(Position annotation records)
◆ ◆ ◆

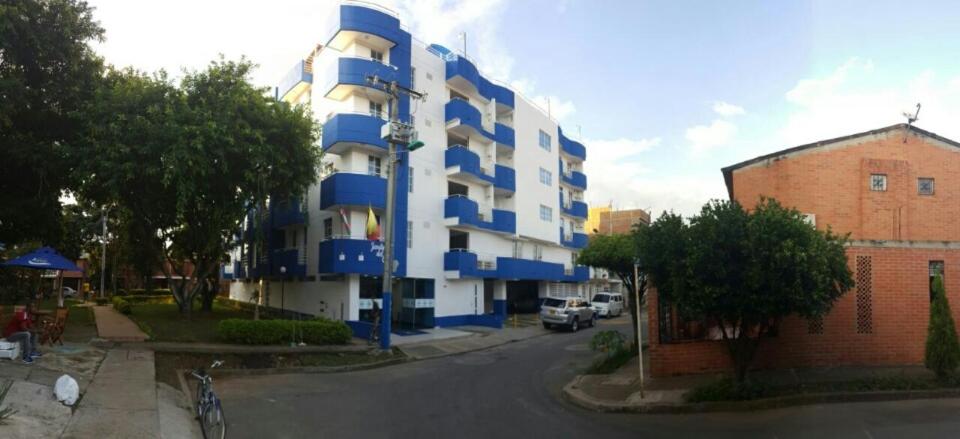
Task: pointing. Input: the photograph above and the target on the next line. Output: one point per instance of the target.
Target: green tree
(746, 271)
(616, 253)
(942, 354)
(47, 73)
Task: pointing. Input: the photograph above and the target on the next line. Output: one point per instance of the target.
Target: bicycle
(213, 424)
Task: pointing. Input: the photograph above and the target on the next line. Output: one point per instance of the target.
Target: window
(546, 177)
(376, 109)
(373, 165)
(544, 140)
(328, 228)
(925, 186)
(878, 182)
(935, 269)
(546, 213)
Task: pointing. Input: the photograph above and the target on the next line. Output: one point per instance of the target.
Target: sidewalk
(479, 338)
(124, 401)
(113, 326)
(620, 391)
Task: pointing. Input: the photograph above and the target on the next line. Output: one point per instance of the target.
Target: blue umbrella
(45, 258)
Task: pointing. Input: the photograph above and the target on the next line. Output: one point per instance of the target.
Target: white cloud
(727, 109)
(704, 138)
(859, 95)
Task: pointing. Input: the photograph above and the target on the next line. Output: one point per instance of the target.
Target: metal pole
(386, 310)
(103, 253)
(636, 292)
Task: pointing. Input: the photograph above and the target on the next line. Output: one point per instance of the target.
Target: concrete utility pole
(103, 252)
(395, 132)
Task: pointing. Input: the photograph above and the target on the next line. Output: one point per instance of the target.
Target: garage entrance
(523, 297)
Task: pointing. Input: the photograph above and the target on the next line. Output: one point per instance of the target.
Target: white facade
(338, 279)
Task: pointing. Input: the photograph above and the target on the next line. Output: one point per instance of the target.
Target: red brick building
(896, 190)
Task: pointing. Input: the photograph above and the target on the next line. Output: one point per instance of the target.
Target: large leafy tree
(746, 271)
(47, 74)
(616, 253)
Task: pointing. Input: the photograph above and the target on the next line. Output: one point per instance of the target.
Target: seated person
(18, 330)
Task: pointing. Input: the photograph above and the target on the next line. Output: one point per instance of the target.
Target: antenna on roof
(911, 118)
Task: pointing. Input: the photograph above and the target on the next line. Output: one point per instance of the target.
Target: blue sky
(665, 93)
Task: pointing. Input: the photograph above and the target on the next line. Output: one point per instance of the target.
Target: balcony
(504, 135)
(462, 211)
(377, 26)
(463, 163)
(573, 240)
(347, 130)
(296, 81)
(575, 179)
(459, 263)
(506, 180)
(572, 149)
(351, 256)
(291, 259)
(287, 213)
(573, 208)
(345, 189)
(465, 120)
(352, 73)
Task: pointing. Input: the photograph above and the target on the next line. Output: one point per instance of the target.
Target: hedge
(266, 332)
(121, 305)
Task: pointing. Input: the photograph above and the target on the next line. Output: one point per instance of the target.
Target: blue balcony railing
(506, 178)
(370, 19)
(466, 212)
(354, 71)
(468, 161)
(572, 148)
(351, 256)
(289, 259)
(301, 74)
(344, 189)
(575, 179)
(352, 128)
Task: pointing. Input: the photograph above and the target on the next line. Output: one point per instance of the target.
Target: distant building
(606, 221)
(894, 190)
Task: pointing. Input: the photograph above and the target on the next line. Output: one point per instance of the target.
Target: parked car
(608, 304)
(567, 312)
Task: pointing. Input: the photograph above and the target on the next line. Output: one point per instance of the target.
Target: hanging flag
(373, 229)
(345, 221)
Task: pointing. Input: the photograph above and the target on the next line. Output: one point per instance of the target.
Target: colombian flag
(373, 229)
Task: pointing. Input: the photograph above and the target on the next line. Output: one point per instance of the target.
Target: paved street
(514, 391)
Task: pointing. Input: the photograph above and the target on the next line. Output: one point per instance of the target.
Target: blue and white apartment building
(489, 214)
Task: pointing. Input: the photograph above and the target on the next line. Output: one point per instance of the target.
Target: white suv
(608, 304)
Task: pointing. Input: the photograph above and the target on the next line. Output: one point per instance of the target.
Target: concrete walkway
(481, 338)
(124, 401)
(113, 326)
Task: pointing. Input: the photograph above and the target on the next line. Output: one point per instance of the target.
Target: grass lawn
(163, 322)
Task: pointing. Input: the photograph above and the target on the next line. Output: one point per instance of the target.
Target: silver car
(569, 312)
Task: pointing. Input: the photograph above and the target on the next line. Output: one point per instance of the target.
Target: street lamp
(283, 279)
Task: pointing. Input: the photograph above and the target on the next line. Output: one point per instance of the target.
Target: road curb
(573, 394)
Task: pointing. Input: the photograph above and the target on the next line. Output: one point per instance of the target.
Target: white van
(608, 304)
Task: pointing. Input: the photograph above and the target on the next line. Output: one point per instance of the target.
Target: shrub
(942, 354)
(726, 389)
(121, 305)
(265, 332)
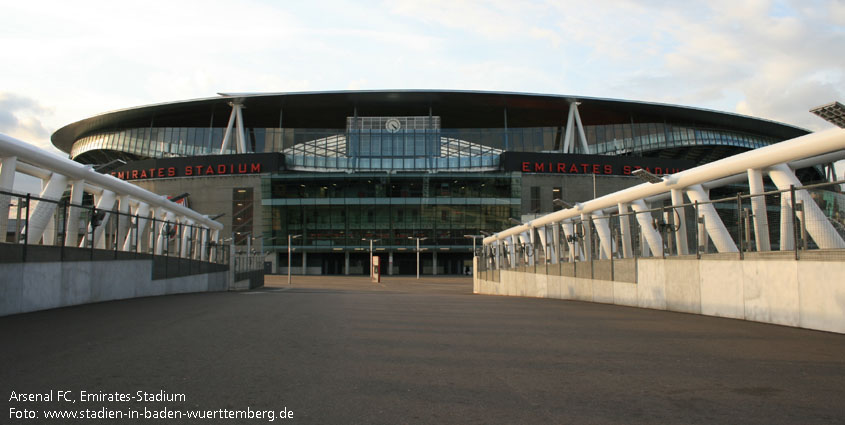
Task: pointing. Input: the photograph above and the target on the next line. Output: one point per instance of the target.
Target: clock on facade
(392, 125)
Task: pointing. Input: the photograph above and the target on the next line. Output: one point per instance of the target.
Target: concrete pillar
(8, 165)
(41, 212)
(758, 209)
(715, 228)
(680, 215)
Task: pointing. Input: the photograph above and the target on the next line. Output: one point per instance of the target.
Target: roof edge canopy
(457, 109)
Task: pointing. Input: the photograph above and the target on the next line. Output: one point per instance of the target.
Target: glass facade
(411, 148)
(336, 211)
(351, 176)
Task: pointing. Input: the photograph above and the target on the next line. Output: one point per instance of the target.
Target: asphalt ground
(339, 350)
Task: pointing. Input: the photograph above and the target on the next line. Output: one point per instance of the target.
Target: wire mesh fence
(79, 228)
(806, 222)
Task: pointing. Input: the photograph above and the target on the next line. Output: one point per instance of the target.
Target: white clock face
(392, 125)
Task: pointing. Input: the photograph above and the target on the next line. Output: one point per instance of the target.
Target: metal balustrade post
(26, 229)
(739, 225)
(794, 218)
(697, 233)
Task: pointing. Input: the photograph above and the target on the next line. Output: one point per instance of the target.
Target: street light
(562, 203)
(646, 176)
(474, 237)
(371, 253)
(418, 252)
(289, 265)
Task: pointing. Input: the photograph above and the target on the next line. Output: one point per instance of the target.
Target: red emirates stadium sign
(200, 166)
(553, 163)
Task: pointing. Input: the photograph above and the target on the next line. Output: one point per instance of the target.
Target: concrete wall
(806, 294)
(26, 287)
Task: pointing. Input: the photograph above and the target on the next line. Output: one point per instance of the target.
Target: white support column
(215, 236)
(105, 204)
(569, 233)
(787, 238)
(532, 256)
(512, 252)
(41, 212)
(680, 214)
(123, 220)
(570, 129)
(758, 209)
(142, 215)
(161, 235)
(816, 223)
(204, 236)
(625, 230)
(543, 236)
(647, 230)
(588, 237)
(187, 229)
(238, 107)
(582, 136)
(605, 238)
(555, 251)
(7, 184)
(524, 239)
(77, 190)
(227, 137)
(714, 225)
(500, 249)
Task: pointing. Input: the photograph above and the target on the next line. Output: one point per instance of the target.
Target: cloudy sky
(68, 60)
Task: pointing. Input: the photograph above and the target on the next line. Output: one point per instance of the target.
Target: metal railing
(120, 232)
(779, 228)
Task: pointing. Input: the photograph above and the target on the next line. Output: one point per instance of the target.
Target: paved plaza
(335, 350)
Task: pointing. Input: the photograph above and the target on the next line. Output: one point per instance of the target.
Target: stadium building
(342, 169)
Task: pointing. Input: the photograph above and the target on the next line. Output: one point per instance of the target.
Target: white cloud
(20, 117)
(774, 59)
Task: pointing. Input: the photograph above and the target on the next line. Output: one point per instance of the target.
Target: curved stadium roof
(457, 109)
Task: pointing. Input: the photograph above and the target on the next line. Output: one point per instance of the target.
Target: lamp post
(418, 252)
(371, 253)
(289, 250)
(474, 237)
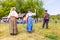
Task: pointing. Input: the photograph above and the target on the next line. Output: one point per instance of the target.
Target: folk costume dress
(30, 23)
(12, 22)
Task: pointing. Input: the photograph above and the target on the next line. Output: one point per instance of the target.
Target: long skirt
(29, 24)
(13, 26)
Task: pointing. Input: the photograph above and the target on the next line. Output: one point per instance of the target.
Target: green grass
(53, 33)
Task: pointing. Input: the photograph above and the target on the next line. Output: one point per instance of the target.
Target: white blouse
(30, 14)
(13, 13)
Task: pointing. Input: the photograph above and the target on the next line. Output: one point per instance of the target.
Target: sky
(53, 6)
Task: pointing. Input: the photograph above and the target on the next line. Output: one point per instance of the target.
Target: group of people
(27, 18)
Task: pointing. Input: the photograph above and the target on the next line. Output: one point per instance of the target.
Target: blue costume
(30, 23)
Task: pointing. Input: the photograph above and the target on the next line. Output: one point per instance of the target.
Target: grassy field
(53, 33)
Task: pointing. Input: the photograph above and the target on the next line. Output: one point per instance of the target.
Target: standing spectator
(12, 21)
(45, 19)
(30, 23)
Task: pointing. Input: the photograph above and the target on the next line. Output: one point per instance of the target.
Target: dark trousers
(45, 22)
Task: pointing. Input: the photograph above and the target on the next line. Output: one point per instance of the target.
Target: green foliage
(51, 36)
(22, 6)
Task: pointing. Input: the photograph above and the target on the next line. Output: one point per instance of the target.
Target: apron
(29, 24)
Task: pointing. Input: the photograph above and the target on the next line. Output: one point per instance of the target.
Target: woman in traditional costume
(30, 23)
(12, 21)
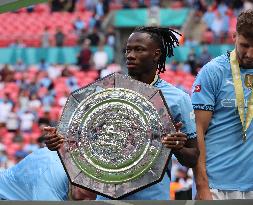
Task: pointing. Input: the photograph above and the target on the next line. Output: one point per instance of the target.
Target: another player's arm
(203, 119)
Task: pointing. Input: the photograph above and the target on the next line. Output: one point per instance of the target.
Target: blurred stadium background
(48, 50)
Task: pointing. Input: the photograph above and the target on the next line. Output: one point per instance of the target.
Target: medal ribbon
(154, 81)
(240, 95)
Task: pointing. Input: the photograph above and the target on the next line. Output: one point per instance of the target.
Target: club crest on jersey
(197, 88)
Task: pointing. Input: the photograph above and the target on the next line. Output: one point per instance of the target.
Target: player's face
(142, 54)
(244, 50)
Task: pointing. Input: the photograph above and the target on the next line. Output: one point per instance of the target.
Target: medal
(248, 81)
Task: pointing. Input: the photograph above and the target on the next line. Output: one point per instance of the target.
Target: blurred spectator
(23, 99)
(208, 17)
(141, 4)
(94, 37)
(53, 72)
(90, 4)
(19, 155)
(217, 27)
(59, 37)
(70, 5)
(43, 65)
(6, 74)
(30, 9)
(41, 141)
(222, 8)
(82, 36)
(63, 99)
(34, 103)
(58, 5)
(126, 4)
(248, 4)
(18, 137)
(5, 108)
(111, 68)
(190, 42)
(207, 37)
(12, 121)
(94, 22)
(204, 56)
(100, 58)
(26, 121)
(18, 44)
(79, 25)
(99, 9)
(84, 57)
(31, 147)
(111, 37)
(45, 38)
(20, 66)
(192, 61)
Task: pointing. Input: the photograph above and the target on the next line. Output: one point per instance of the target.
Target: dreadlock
(166, 39)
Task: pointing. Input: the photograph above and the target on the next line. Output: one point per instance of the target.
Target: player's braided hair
(166, 39)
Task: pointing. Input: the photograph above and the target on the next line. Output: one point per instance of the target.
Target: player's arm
(53, 140)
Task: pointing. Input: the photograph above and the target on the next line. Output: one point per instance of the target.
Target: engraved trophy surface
(113, 130)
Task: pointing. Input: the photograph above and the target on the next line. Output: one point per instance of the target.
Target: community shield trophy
(113, 130)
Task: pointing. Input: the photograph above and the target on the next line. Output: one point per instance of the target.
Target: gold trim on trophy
(248, 81)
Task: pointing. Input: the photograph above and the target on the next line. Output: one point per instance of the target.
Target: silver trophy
(113, 130)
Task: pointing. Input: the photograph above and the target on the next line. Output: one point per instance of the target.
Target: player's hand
(204, 194)
(176, 140)
(53, 140)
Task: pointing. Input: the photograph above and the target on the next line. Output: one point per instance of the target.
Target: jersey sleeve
(186, 116)
(204, 89)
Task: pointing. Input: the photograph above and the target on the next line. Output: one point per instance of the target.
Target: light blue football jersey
(228, 160)
(181, 110)
(39, 176)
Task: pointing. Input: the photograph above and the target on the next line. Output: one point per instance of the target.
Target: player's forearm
(187, 156)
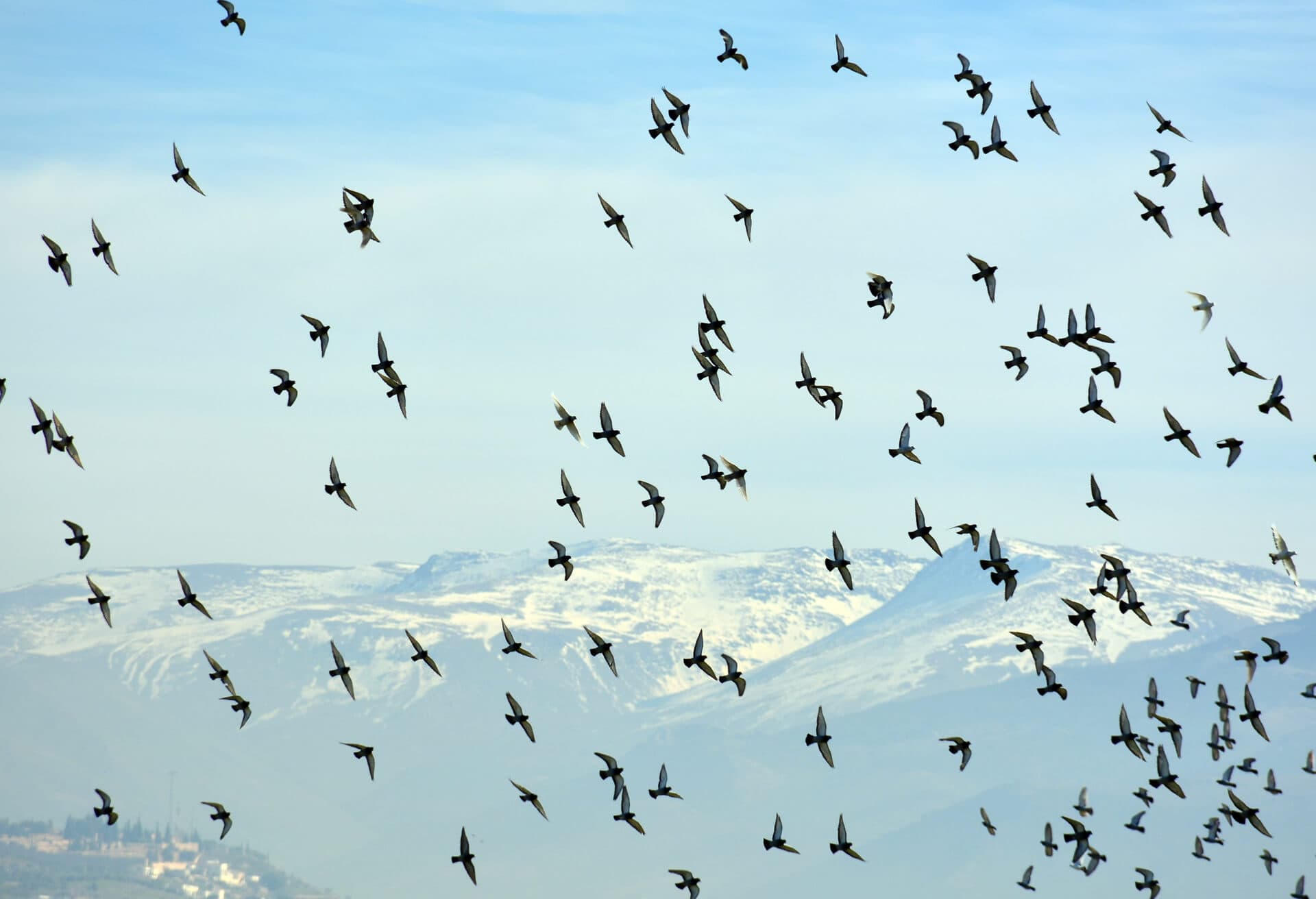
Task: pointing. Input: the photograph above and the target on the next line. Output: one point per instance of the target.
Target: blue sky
(485, 131)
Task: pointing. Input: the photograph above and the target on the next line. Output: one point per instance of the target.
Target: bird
(284, 386)
(1213, 207)
(221, 814)
(106, 809)
(663, 127)
(923, 530)
(998, 145)
(842, 841)
(531, 798)
(609, 432)
(1041, 108)
(961, 138)
(513, 645)
(958, 746)
(981, 88)
(566, 420)
(678, 111)
(1153, 211)
(101, 248)
(929, 410)
(732, 676)
(561, 558)
(1098, 502)
(319, 332)
(570, 498)
(822, 737)
(844, 61)
(1274, 402)
(603, 648)
(183, 173)
(839, 563)
(663, 790)
(337, 486)
(655, 500)
(903, 447)
(1165, 167)
(1031, 644)
(99, 598)
(1178, 432)
(1094, 404)
(519, 716)
(80, 537)
(341, 670)
(778, 841)
(1016, 361)
(1283, 554)
(615, 219)
(698, 658)
(716, 325)
(613, 772)
(742, 214)
(232, 17)
(1165, 124)
(731, 51)
(363, 752)
(466, 859)
(58, 261)
(986, 274)
(422, 653)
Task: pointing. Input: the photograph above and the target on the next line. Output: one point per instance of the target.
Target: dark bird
(778, 841)
(513, 645)
(839, 561)
(1180, 433)
(570, 498)
(319, 332)
(842, 841)
(561, 558)
(844, 61)
(729, 50)
(284, 386)
(531, 798)
(519, 716)
(961, 138)
(232, 17)
(466, 859)
(603, 648)
(101, 248)
(1213, 207)
(337, 486)
(929, 410)
(106, 809)
(341, 670)
(1153, 211)
(220, 815)
(663, 127)
(615, 219)
(923, 530)
(80, 537)
(99, 598)
(1041, 108)
(822, 737)
(183, 173)
(663, 790)
(742, 214)
(422, 654)
(609, 432)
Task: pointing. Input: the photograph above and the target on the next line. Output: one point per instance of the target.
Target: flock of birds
(361, 208)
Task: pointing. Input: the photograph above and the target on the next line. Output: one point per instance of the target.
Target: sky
(485, 131)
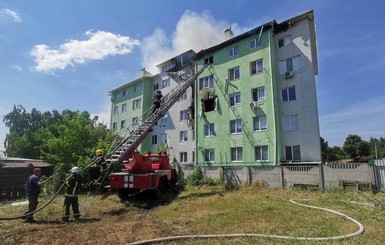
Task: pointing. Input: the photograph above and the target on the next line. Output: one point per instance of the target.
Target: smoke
(193, 31)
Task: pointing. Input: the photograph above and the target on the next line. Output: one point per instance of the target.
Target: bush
(197, 178)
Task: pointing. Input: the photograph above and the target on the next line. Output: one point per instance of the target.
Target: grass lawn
(206, 211)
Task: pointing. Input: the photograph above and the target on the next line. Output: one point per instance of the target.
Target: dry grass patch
(206, 210)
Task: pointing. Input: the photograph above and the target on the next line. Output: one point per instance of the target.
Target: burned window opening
(209, 60)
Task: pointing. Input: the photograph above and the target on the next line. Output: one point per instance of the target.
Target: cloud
(9, 15)
(99, 45)
(195, 31)
(17, 68)
(363, 118)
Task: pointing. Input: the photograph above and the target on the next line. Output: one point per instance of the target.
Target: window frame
(290, 123)
(183, 157)
(288, 94)
(136, 104)
(234, 74)
(255, 67)
(183, 136)
(237, 128)
(234, 101)
(257, 91)
(209, 155)
(259, 151)
(206, 82)
(233, 51)
(257, 43)
(260, 125)
(236, 154)
(294, 151)
(209, 130)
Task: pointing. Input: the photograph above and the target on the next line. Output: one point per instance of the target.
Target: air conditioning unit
(253, 104)
(289, 74)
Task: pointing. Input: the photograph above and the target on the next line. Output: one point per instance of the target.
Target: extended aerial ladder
(130, 138)
(185, 78)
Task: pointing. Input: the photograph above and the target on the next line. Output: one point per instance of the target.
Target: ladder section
(134, 135)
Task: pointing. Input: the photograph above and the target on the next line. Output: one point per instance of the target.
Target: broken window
(209, 60)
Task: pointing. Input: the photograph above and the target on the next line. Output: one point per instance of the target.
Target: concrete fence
(322, 176)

◆ ◆ ◆

THE REQUEST ▸
Count the lines above that contain the string "stadium", with case significant. Respond with the number alone.

CORRECT ANSWER ▸
4